Contour annotation records

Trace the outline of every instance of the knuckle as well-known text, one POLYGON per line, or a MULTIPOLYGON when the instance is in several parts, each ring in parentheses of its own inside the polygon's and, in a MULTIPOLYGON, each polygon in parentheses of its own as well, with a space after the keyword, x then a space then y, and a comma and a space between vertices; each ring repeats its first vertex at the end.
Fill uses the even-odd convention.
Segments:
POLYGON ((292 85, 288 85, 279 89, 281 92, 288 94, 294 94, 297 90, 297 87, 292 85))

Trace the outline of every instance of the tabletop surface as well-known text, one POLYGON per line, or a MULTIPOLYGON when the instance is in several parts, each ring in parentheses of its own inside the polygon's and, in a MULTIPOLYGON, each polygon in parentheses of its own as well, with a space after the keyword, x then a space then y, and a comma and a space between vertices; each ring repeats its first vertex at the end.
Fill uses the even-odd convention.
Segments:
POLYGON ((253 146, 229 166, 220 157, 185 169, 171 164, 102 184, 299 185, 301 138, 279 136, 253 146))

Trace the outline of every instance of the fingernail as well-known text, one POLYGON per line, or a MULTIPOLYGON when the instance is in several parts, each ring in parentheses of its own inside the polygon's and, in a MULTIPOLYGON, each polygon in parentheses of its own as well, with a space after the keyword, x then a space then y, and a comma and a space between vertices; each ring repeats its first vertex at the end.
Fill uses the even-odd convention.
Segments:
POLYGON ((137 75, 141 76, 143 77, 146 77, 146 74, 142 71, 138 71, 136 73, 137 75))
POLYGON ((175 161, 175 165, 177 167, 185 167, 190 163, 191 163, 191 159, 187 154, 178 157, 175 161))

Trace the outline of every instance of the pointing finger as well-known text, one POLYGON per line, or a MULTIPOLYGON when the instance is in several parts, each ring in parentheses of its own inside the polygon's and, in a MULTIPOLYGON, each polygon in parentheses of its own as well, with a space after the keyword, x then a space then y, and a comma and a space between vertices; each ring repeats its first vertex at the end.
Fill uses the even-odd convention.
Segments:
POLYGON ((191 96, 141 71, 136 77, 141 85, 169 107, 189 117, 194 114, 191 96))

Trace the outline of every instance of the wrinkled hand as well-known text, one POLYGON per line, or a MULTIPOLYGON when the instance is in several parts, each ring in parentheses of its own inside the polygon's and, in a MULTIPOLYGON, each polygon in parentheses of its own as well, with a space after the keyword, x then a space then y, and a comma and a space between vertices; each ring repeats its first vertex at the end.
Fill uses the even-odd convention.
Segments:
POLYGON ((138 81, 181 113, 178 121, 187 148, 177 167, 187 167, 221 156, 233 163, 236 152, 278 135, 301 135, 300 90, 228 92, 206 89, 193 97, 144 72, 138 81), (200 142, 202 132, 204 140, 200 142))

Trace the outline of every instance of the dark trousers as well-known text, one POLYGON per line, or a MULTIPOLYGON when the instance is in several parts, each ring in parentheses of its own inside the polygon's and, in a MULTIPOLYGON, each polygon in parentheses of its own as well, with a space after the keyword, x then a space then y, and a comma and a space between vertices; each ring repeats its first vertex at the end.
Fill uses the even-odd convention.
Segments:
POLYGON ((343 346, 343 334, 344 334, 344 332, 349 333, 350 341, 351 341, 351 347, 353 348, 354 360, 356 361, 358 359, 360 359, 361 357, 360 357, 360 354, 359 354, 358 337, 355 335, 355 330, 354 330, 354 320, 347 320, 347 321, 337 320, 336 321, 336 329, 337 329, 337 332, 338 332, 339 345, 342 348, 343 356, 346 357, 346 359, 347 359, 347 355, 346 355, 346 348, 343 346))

▶ Exercise description
Recast the part that opens with the line containing "Trace the outline of every instance of the pointing" and closes with the line containing "POLYGON ((191 96, 141" as a JSON list of strings, one string per line, with blank lines left out.

▶ Final answer
[
  "Trace the outline of every instance of the pointing finger as well-known text, one POLYGON per line, or a MULTIPOLYGON when the instance is in several parts, each ring in parentheses of its own inside the polygon's and, in a MULTIPOLYGON, each polygon in parentheses of its own as well, with a space after the keyword, x then a space then y, and a comma and a space between vertices; each ring repeats its first vertex at the end.",
  "Fill uses the even-odd convention.",
  "Segments:",
  "POLYGON ((191 96, 141 71, 136 77, 141 85, 169 107, 189 117, 194 114, 191 96))"
]